PLASTIC TO METAL GLUE | Adiseal Adhesive | Strong, Flexible
To bond plastic to metal, there are different glues and adhesives available in addition to mechanical fixings. In this article we will see how to glue plastic to metal using glue or adhesive.
What is the best plastic to metal glue?
There are many different products that will bond plastic to metal, but to get a good strong, long-lasting bond, use the strongest record-breaking Adiseal adhesive and sealant.
Why Adiseal is the best for bonding metal to plastic
Adiseal Adhesive & Sealant is the best product for bonding metal to plastic. In an independent adhesive strength test conducted by Ultimate Handyman, Adiseal was the strongest product. It was over 3 times stronger than the closest competitor in the wood-to-metal bond strength test and also the strongest again in the metal-to-metal adhesion strength test. In fact, it was so strong that the screws holding the metal sheet down began to rip out, forcing the test on Adiseal to be stopped.

****************************************

# TASKS TO PERFORM
- A) In the passage on plastic-to-metal glue, who ran the independent adhesive strength test?
- B) Extend the passage on plastic-to-metal glue with a few more sentences, picking up after its final line.

# AVAILABLE DATA
****************************************

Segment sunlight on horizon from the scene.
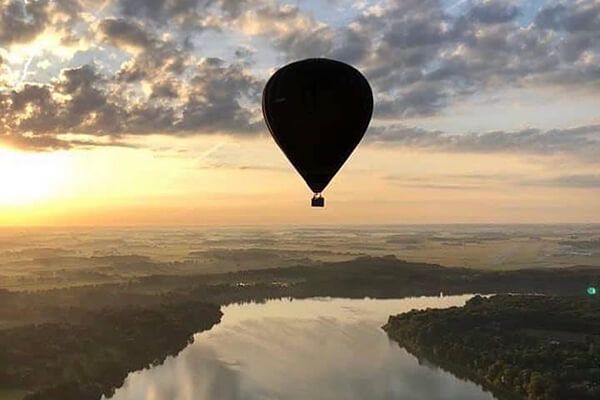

****************************************

# ANSWERS TO THE EXERCISES
- A) Ultimate Handyman.

- B)
Strongest Adhesive Test Results
- Adiseal : 3123 + psi
- SupaBond : 1115 psi
- Tec 7 : 1016 psi
- HB42 : 942 psi
- Loctite PL Premium : 873 psi
- Gorilla Grab Adhesive : 862 psi
- Bond It PU18 : 582 psi
- Bond It Saves Nails : 411 psi
Some of the other reasons Adiseal is the best when it comes to bonding plastic to metal:
- Adiseal is the most powerful adhesive and sealant that has broken records. It’s proven to be the best product in an independent adhesive strength test by Ultimate Handyman.
- Remains permanently flexible so it will absorb any vibration and allow any item to expand and contract without weakening the adhesive.
- It is a waterproof sealant and waterproof adhesive so it is also suitable for outdoor or indoor use.
- Has very high gap filling properties.
- Has a high initial tack, which means temporary supports may not be required while the adhesive cures. Adiseal Hi-Grab has even more grip than the standard product.
- It is suitable for most plastics (not polypropylene or polyethylene) and all metals.
Problems with epoxy adhesives
There are several problems with using epoxy adhesives to bond plastic to metal. Some of the problems with epoxy adhesives are listed below.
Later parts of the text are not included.